▸ Задание
Продолжите фрагмент о порождающей грамматике, начав сразу после его последнего предложения.

▸ Фрагмент документа
____________

И раньше были признаки того, что с понятием систем правил и конструкций вообще что-то не так. К примеру, в первые годы были долгие дебаты по поводу конструкций, подобных, скажем, John is expected to be intelligent ‘Предполагают, что Джон умен’: это что, пассивная конструкция вроде John was seen ‘Джона видели*, или это конструкция с подъемом, как John seems to be intelligent ‘Представляется, что Джон умен*? И нужно было решить или так, или эдак, ведь всюду были конструкции, а на самом деле, казалось, все одно и то же. Это такой спор, в котором вы сами знаете, что говорите не о том, о чем надо, потому что вроде бы и не имеет значения, как вы там решите. Ну и правильный ответ заключается в том, что никаких конструкций просто нет, нет ни пассива, ни подъема: есть только вариант перемещения чего-нибудь в какое-нибудь другое место при определенных условиях, и в определенных случаях это даст вам то, что традиционно называется пассивом, а в каких-то других случаях это вам даст вопрос и т. д., но эти грамматические конструкции остаются как артефакты. В каком- то смысле они реальны; не то, чтобы относительных предложений вообще не существовало, но они своего рода такой таксономический артефакт. Они как «сухопутные млекопитающие» или что-то вроде того. «Сухопутные млекопитающие» — это категория, но не биологическая. Это взаимодействие нескольких вещей и вот на что похожи все традиционные конструкции, VP, относительные предложения и т.д.

Вся история нашей науки, на протяжении тысяч лет, была историей правил и конструкций, и трансформационная грамматика в дни своей юности — порождающая грамматика — попросту приняла это на себя. Поэтому ранняя порождающая грамматика отличалась весьма традиционным стилем. Был раздел о пассиве в немецком, был раздел о VP в японском и т. д.: в сущности, порождающая грамматика взяла традиционную схему и попробовала придать ей большую точность, стала задавать новые вопросы и т. д. На дискуссиях в Пизе случилось так, что вся эта схема была перевернута вверх дном. И с этой точки зрения от традиционного подхода к структуре языка не осталось ничего, кроме таксономических артефактов, а это радикальное изменение, и тогда оно несло чувство избавления от чего-то гнетущего. Предложенные принципы, конечно же, оказались не верны, варианты выбора параметров были непонятные и т. д., но взгляд на многие вещи был совершенно непохожим на все, что было прежде, и это открыло путь к мощному всплеску исследований во всех областях, очень разнообразных типологически. Это явилось началом периода большого эмоционального подъема во всей нашей области знания. На самом деле, я думаю, можно сказать со всей справедливостью, что за последние 20 лет о языке узнали больше, чем за предыдущие 2000 лет.

АБ и ЛР: В своё время на интуитивном уровне из многих работ в рамках подхода принципов и параметров появлялись догадки о том, что соображения экономии, возможно, играют более важную роль, чем считалось прежде, и это, в конце концов, вызвало к жизни Минималистскую программу [23]. Что стимулировало появление минималистских интуитивных догадок? Было ли это связано — и в рамках подхода принципов и параметров, и прежде, с систематическим успехом исследовательской стратегии, состоящей в устранении избыточности, в стремлении сделать принципы все более абстрактными и общими, в поиске симметрии (к примеру, в типологии нулевых элементов, которая направлялась исключительно теоретическими соображениями) и пр.?

____________

▸ Перечень строк
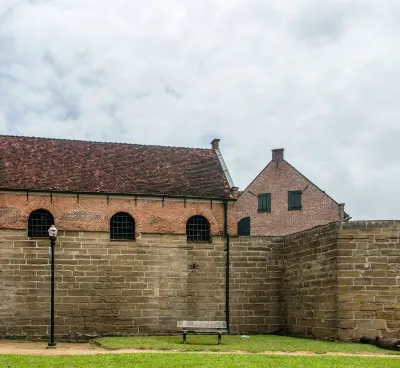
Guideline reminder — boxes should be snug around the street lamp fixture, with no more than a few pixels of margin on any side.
[48,225,57,348]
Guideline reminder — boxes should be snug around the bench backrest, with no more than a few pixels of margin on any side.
[177,321,226,329]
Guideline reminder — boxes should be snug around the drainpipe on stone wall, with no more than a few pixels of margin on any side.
[224,201,230,333]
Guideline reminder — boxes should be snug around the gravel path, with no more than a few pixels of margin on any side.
[0,340,400,359]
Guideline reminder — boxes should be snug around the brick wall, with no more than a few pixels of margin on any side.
[338,221,400,339]
[0,193,236,234]
[234,161,343,236]
[0,230,225,337]
[283,223,339,338]
[230,236,283,333]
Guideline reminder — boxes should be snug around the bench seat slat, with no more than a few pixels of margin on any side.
[177,321,226,329]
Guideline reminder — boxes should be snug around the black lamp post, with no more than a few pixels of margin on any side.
[48,225,57,348]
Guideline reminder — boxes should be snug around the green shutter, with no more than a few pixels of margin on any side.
[238,217,250,236]
[288,190,301,210]
[258,193,271,212]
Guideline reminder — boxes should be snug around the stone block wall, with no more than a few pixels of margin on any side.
[338,221,400,339]
[0,221,400,340]
[230,236,284,333]
[283,223,339,338]
[0,230,225,338]
[0,229,282,338]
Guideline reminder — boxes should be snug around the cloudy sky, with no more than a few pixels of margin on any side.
[0,0,400,219]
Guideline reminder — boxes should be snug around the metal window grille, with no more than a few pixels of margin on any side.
[28,210,54,238]
[110,212,135,240]
[288,190,301,210]
[186,216,210,241]
[258,193,271,212]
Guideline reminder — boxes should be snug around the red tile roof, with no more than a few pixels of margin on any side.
[0,135,231,198]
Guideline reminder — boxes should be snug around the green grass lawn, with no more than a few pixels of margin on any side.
[94,335,400,356]
[0,353,400,368]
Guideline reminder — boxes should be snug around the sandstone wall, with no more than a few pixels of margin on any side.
[283,223,339,338]
[0,221,400,340]
[230,236,284,333]
[0,229,282,338]
[338,221,400,339]
[0,230,225,337]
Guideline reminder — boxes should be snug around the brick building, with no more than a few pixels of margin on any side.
[234,149,344,236]
[0,136,234,236]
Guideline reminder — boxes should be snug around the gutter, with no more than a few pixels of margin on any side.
[0,188,235,201]
[214,148,235,188]
[224,201,230,333]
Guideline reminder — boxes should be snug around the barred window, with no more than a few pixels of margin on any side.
[186,216,210,241]
[28,209,54,238]
[110,212,135,240]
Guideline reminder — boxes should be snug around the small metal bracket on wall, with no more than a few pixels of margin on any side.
[189,262,199,272]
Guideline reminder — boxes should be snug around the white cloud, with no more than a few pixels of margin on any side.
[0,0,400,219]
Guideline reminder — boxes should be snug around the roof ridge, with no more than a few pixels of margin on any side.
[0,134,212,151]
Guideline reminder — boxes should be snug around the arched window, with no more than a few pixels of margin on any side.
[238,217,250,236]
[110,212,135,240]
[186,216,210,241]
[28,209,54,238]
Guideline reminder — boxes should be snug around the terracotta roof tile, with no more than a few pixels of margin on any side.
[0,135,231,198]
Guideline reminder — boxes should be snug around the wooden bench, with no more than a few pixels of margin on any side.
[177,321,228,345]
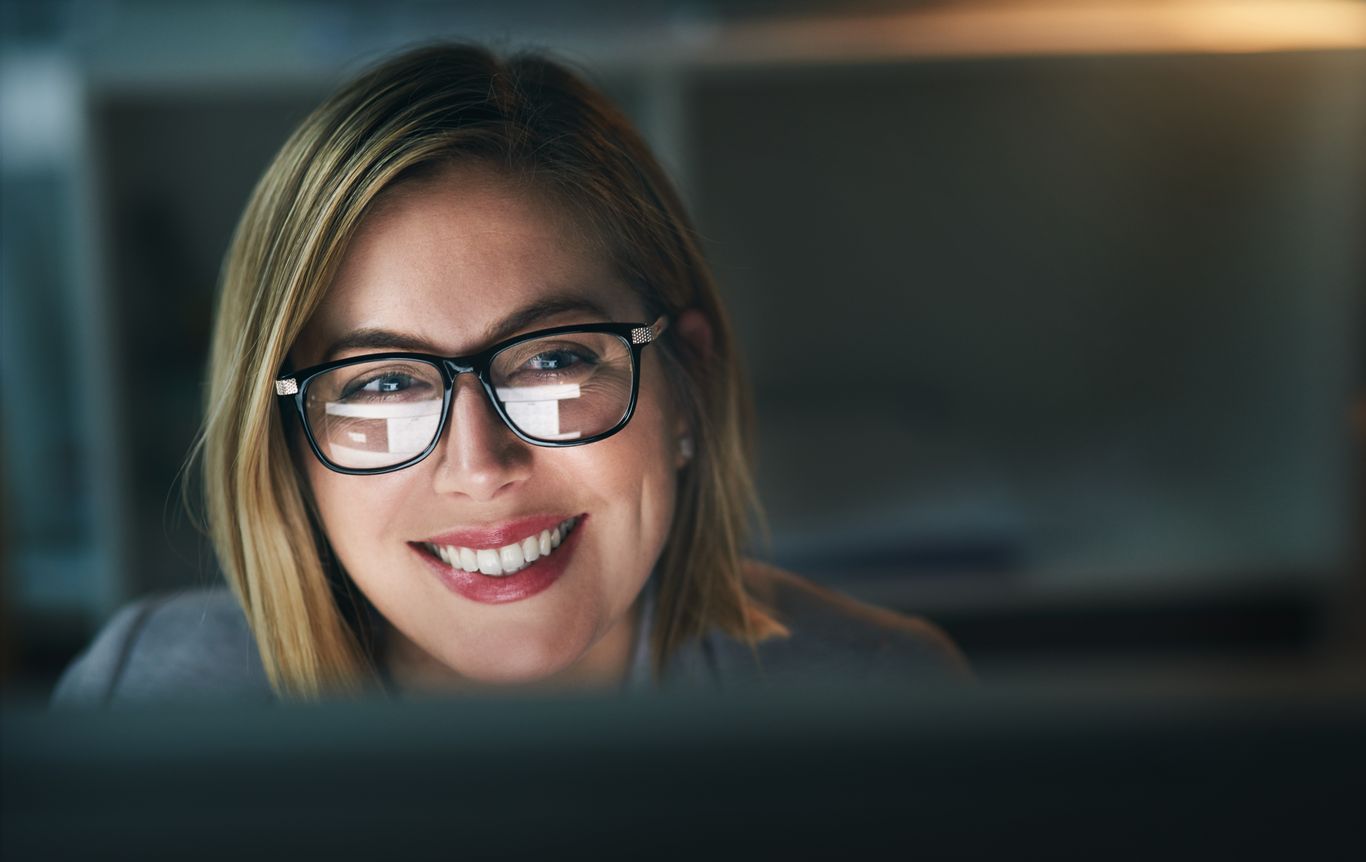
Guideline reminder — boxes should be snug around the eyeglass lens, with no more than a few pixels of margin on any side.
[303,332,635,470]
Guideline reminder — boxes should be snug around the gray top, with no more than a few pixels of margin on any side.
[52,568,968,706]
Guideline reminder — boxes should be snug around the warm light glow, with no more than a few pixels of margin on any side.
[694,0,1366,64]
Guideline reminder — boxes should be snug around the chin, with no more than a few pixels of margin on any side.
[452,638,587,686]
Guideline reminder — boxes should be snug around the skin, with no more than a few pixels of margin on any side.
[291,167,693,691]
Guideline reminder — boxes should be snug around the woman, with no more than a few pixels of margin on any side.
[57,45,963,702]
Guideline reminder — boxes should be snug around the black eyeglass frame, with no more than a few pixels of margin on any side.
[275,316,668,475]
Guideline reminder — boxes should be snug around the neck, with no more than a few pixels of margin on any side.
[380,600,641,697]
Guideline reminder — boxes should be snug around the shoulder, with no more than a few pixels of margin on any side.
[52,589,273,706]
[717,563,971,682]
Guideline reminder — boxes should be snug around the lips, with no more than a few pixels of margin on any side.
[410,515,587,604]
[423,518,579,578]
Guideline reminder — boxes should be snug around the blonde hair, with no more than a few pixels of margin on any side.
[199,45,783,699]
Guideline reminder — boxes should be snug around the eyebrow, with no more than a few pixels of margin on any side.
[322,294,608,362]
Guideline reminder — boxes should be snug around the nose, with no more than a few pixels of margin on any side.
[434,374,531,501]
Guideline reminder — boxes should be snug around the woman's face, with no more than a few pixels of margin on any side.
[291,168,683,687]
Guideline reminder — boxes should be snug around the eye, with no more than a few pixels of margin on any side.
[342,372,426,399]
[526,350,586,372]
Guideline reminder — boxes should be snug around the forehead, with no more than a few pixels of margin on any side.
[295,168,642,362]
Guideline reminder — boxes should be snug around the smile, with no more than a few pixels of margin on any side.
[422,516,579,578]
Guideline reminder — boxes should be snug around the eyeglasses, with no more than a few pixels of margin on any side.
[275,317,668,475]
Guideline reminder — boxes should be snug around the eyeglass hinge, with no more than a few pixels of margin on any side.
[631,317,668,344]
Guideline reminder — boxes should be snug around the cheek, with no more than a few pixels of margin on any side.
[306,454,411,565]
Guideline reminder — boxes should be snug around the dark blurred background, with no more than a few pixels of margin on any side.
[0,0,1366,697]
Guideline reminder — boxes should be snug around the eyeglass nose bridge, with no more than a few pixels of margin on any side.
[433,357,525,445]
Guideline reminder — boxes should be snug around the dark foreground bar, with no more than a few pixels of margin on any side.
[0,687,1366,862]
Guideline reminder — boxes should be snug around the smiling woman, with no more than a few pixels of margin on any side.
[57,45,963,702]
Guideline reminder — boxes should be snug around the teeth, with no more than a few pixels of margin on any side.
[459,548,479,571]
[426,518,579,576]
[474,551,503,575]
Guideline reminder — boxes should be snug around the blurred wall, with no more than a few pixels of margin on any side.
[0,1,1366,688]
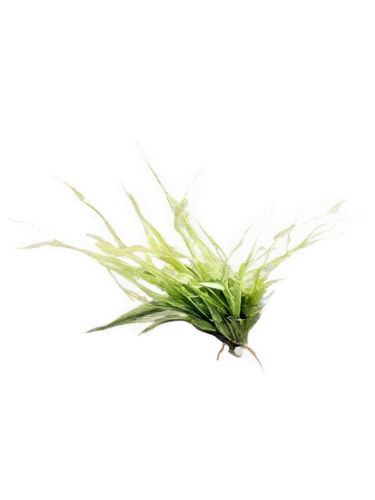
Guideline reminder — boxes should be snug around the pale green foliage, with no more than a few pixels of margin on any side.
[10,141,366,356]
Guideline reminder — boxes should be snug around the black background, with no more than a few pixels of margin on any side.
[3,117,371,369]
[1,53,374,376]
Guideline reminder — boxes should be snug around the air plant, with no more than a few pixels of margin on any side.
[8,140,362,372]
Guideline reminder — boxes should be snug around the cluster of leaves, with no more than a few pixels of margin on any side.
[10,141,358,346]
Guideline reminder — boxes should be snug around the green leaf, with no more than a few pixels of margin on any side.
[199,283,224,290]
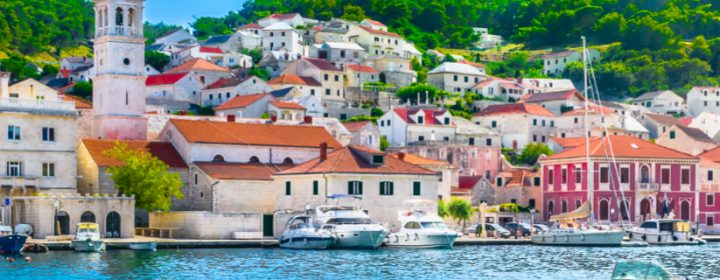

____________

▸ Результат
НХ: Да, собственно, все эти факторы имели большое значение при возникновении подхода принципов и параметров. Обратите внимание, что это ведь не теория, это подход, схема, которая ускорила поиск всего избыточного и подлежащего устранению и обеспечила новую платформу, с которой можно было двигаться дальше, причем с гораздо большим успехом. Конечно же, и раньше были попытки уменьшить сложность, устранить избыточность и т. д. Это идет с очень далеких времен; это методологическая позиция, которую пытается отстаивать каждый, а со схемой принципов и параметров (ПиП) этот процесс ускорился. Однако появилось и нечто иное, вскоре после того, как эта система начала выкристаллизовываться в начале 1980-х гг. Еще до того, как рост числа дескриптивных и объяснительных работ принял характер настоящего взрыва, стало выясняться, что может появиться возможность задать новые вопросы, которые раньше не задавались. Не только прямые методологические вопросы: можно ли улучшить наши теории, можно ли устранить избыточность, можно ли показать, что принципы применимы шире, чем мы думали*, выработать теории, которые бы объяснили больше? Но также и такие: возможно ли, что система языка сама по себе имеет некое оптимальное устройство, иными словами — совершенен ли язык? Еще в начале 1980-х гг. я вот так и начинал каждый свой курс — «Давайте зададимся вопросом: может ли язык быть совершенным?» — а потом я весь семестр пытался ответить на этот вопрос, но никогда не получалось, система всегда становилась уж очень сложной.

А к началу 1990-х гг. каким-то образом стало получаться; достаточно было понято, что-то произошло, на первой лекции стало возможно спросить: «А может ли язык быть совершенным?» — и затем получить какие-то результаты, свидетельствующие о том, что это звучит не так безумно, как вам может показаться. Почему именно, — этого я с уверенностью сказать не могу, но в последние семь-восемь лет, как мне кажется, есть признаки того, что этот вопрос можно задавать всерьез. За научными исследованиями всегда стоит некое чутье, и, быть может, оно идет не в том направлении, но, по моему мнению, к которому можно относиться как угодно, удалось показать, что достаточно многое свидетельствует о том, что, вероятно, не абсурдно, а может даже вполне разумно, серьезно задаваться вопросом, имеет ли язык некое оптимальное устройство.

Но что следует из того, что язык имеет оптимальное устройство? Сам этот вопрос заострился, и к его постановке и решению были приняты разнообразные подходы с нескольких различных точек зрения.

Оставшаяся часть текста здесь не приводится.